Set down the data again exactly. Pictures are not part of the copy.

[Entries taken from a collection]
========================================================================

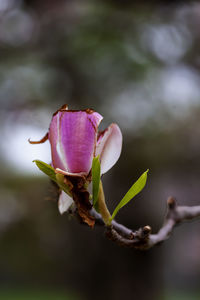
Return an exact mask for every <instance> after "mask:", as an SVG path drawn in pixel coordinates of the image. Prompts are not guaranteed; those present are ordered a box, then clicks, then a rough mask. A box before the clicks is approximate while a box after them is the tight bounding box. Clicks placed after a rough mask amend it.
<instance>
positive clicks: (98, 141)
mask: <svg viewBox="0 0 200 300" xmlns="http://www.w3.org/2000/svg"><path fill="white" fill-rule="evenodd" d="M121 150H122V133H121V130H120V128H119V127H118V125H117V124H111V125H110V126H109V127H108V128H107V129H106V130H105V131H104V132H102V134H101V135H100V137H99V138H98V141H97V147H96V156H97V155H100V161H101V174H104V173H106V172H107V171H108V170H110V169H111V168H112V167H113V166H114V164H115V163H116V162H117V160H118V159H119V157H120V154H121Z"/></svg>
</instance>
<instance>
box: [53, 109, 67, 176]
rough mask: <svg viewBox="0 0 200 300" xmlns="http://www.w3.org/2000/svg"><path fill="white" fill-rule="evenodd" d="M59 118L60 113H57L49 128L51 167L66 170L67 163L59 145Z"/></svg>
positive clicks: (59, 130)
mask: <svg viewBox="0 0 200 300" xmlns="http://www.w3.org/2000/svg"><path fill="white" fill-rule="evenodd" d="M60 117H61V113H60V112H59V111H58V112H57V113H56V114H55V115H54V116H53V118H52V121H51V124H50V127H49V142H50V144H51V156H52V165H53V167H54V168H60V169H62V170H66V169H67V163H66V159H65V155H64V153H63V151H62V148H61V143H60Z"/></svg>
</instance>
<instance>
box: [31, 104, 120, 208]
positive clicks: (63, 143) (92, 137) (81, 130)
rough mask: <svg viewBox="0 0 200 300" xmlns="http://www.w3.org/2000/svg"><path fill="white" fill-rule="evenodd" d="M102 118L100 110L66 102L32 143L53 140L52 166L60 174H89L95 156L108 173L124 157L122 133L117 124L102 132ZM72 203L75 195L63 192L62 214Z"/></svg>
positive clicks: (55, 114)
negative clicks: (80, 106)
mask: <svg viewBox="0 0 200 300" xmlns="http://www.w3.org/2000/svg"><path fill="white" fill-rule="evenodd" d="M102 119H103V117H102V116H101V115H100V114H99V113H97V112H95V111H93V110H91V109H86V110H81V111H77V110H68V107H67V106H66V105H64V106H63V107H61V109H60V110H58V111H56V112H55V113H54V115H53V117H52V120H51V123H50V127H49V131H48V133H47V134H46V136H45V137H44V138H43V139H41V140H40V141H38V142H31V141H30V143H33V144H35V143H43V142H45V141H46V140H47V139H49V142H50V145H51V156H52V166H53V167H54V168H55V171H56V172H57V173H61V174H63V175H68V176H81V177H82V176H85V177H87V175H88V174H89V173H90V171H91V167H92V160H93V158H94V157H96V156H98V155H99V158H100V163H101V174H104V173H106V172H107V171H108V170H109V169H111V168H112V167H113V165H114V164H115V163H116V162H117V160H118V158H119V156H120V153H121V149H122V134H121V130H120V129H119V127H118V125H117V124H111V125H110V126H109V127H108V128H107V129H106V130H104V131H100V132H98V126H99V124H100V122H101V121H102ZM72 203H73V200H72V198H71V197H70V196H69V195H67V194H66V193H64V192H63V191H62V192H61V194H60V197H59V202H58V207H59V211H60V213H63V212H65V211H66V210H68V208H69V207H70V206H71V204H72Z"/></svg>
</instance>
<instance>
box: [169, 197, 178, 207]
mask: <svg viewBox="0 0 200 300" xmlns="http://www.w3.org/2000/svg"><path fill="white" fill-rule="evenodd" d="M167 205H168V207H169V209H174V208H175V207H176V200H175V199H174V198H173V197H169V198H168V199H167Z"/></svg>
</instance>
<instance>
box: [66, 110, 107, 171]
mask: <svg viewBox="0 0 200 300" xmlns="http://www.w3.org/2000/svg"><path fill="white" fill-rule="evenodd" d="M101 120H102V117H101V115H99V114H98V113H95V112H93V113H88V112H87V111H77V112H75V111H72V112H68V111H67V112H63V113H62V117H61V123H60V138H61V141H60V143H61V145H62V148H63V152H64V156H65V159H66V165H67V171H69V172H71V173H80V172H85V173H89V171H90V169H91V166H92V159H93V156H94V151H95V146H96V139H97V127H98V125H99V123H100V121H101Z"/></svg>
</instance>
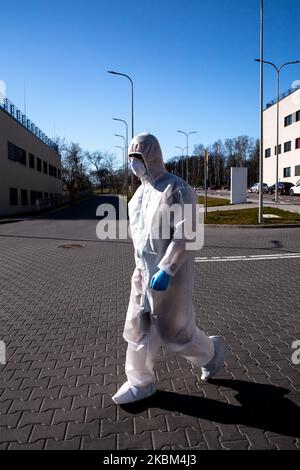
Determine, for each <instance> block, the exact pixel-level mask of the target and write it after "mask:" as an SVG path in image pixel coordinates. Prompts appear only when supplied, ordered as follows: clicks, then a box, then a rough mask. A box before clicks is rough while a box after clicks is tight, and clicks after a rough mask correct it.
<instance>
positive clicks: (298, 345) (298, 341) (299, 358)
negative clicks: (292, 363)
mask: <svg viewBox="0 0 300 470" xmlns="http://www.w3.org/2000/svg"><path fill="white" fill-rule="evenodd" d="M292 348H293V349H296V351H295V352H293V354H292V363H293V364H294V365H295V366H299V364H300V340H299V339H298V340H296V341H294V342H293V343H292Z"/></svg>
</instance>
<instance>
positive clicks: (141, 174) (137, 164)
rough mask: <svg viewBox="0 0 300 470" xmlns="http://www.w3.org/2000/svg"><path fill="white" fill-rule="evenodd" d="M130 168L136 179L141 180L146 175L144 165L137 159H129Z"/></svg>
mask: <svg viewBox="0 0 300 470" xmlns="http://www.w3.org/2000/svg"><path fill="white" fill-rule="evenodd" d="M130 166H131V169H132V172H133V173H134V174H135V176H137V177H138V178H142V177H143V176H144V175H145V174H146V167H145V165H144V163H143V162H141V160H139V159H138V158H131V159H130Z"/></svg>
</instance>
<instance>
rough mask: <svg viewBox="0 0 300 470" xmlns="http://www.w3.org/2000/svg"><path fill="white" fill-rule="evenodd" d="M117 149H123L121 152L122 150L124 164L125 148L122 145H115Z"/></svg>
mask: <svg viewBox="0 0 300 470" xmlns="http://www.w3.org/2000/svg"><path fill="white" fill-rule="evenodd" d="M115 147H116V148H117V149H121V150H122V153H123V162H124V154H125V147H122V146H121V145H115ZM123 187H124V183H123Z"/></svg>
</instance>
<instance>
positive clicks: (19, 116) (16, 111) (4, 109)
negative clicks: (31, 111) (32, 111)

========================================================================

Completed exercise =>
Return an exact mask for every <instance> after "mask:", as an SVG path drawn in pixel coordinates of the image. Prompts are not guaranteed; those present are ordered a box, then clicks, then a rough mask. A box before the clicks is approximate while a box after them is the tight bounding box. Clicks placed after a rough mask amend it.
<instance>
positive clicks: (98, 141)
mask: <svg viewBox="0 0 200 300" xmlns="http://www.w3.org/2000/svg"><path fill="white" fill-rule="evenodd" d="M121 150H122V133H121V130H120V128H119V127H118V125H117V124H111V125H110V126H109V127H108V128H107V129H106V130H105V131H104V132H102V134H101V135H100V137H99V138H98V141H97V147H96V156H97V155H100V161H101V174H104V173H106V172H107V171H108V170H110V169H111V168H112V167H113V166H114V164H115V163H116V162H117V160H118V159H119V157H120V154H121Z"/></svg>
</instance>
<instance>
box: [53, 109, 67, 176]
rough mask: <svg viewBox="0 0 200 300" xmlns="http://www.w3.org/2000/svg"><path fill="white" fill-rule="evenodd" d="M59 118L60 113H57L49 128L51 167L66 170L67 163L59 145Z"/></svg>
positive clicks: (59, 130)
mask: <svg viewBox="0 0 200 300" xmlns="http://www.w3.org/2000/svg"><path fill="white" fill-rule="evenodd" d="M60 117H61V113H60V112H59V111H58V112H57V113H56V114H55V115H54V116H53V118H52V121H51V124H50V127H49V142H50V144H51V156H52V165H53V167H54V168H60V169H62V170H66V169H67V163H66V159H65V155H64V153H63V151H62V148H61V143H60Z"/></svg>
</instance>
<instance>
box: [31, 104, 120, 208]
positive clicks: (63, 143) (92, 137) (81, 130)
rough mask: <svg viewBox="0 0 200 300" xmlns="http://www.w3.org/2000/svg"><path fill="white" fill-rule="evenodd" d="M102 118L100 110L66 102L32 143L53 140L52 166L60 174H89L95 156L108 173L124 157L122 133L117 124L102 132ZM72 203L75 195L63 192L62 214Z"/></svg>
positive clicks: (55, 114)
negative clicks: (80, 106)
mask: <svg viewBox="0 0 200 300" xmlns="http://www.w3.org/2000/svg"><path fill="white" fill-rule="evenodd" d="M102 119H103V117H102V116H101V115H100V114H99V113H97V112H95V111H93V110H91V109H86V110H81V111H77V110H68V107H67V106H66V105H64V106H63V107H61V109H60V110H58V111H56V112H55V113H54V115H53V117H52V120H51V123H50V127H49V131H48V133H47V134H46V136H45V137H44V138H43V139H41V140H40V141H38V142H31V141H30V143H33V144H35V143H43V142H45V141H46V140H47V139H49V142H50V145H51V156H52V166H53V167H54V168H55V171H56V172H57V173H61V174H63V175H68V176H81V177H82V176H85V177H87V175H88V174H89V173H90V171H91V167H92V160H93V158H94V157H96V156H98V155H99V158H100V163H101V174H104V173H106V172H107V171H108V170H109V169H111V168H112V167H113V165H114V164H115V163H116V162H117V160H118V158H119V156H120V153H121V149H122V134H121V130H120V129H119V127H118V125H117V124H111V125H110V126H109V127H108V128H107V129H106V130H104V131H100V132H98V126H99V124H100V122H101V121H102ZM72 203H73V200H72V198H71V197H70V196H69V195H67V194H66V193H64V192H63V191H62V192H61V194H60V197H59V202H58V207H59V211H60V213H63V212H65V211H66V210H68V208H69V207H70V206H71V204H72Z"/></svg>
</instance>
<instance>
box: [169, 197, 178, 207]
mask: <svg viewBox="0 0 200 300" xmlns="http://www.w3.org/2000/svg"><path fill="white" fill-rule="evenodd" d="M167 205H168V207H169V209H174V208H175V207H176V200H175V199H174V198H173V197H169V198H168V199H167Z"/></svg>
</instance>
<instance>
box: [66, 110, 107, 171]
mask: <svg viewBox="0 0 200 300" xmlns="http://www.w3.org/2000/svg"><path fill="white" fill-rule="evenodd" d="M101 120H102V117H101V115H99V114H98V113H95V112H93V113H88V112H87V111H77V112H75V111H72V112H68V111H67V112H63V113H62V117H61V123H60V138H61V141H60V143H61V145H62V148H63V152H64V156H65V159H66V165H67V171H69V172H71V173H80V172H85V173H89V171H90V169H91V166H92V159H93V156H94V151H95V146H96V139H97V127H98V125H99V123H100V121H101Z"/></svg>
</instance>
Determine, for each <instance> block, the exact pixel-level mask of the target and write it after "mask:" as an SVG path in image pixel coordinates. Prompts appear only when supplied, ordered as follows: clicks, then a box, then a rough mask. A box before clicks is rough while a box after clicks is tight, and clicks after a rough mask correct it.
<instance>
positive clicks: (298, 345) (298, 341) (299, 358)
negative clicks: (292, 363)
mask: <svg viewBox="0 0 300 470" xmlns="http://www.w3.org/2000/svg"><path fill="white" fill-rule="evenodd" d="M292 348H293V349H296V351H295V352H293V354H292V363H293V364H294V365H295V366H299V364H300V340H299V339H298V340H296V341H294V342H293V343H292Z"/></svg>
</instance>
<instance>
positive clicks: (141, 174) (137, 164)
rough mask: <svg viewBox="0 0 300 470" xmlns="http://www.w3.org/2000/svg"><path fill="white" fill-rule="evenodd" d="M130 168L136 179L141 180L146 175L144 165L137 159H129Z"/></svg>
mask: <svg viewBox="0 0 300 470" xmlns="http://www.w3.org/2000/svg"><path fill="white" fill-rule="evenodd" d="M130 166H131V169H132V172H133V173H134V174H135V176H137V177H138V178H142V177H143V176H144V175H145V174H146V167H145V165H144V163H143V162H141V160H139V159H138V158H131V159H130Z"/></svg>
</instance>
<instance>
rough mask: <svg viewBox="0 0 300 470" xmlns="http://www.w3.org/2000/svg"><path fill="white" fill-rule="evenodd" d="M117 149H123L121 152L122 150L124 164L125 148L122 145H115Z"/></svg>
mask: <svg viewBox="0 0 300 470" xmlns="http://www.w3.org/2000/svg"><path fill="white" fill-rule="evenodd" d="M115 147H116V148H117V149H121V150H122V153H123V162H124V154H125V147H122V146H121V145H115ZM123 187H124V183H123Z"/></svg>
</instance>
<instance>
positive clicks: (19, 116) (16, 111) (4, 109)
negative clicks: (31, 111) (32, 111)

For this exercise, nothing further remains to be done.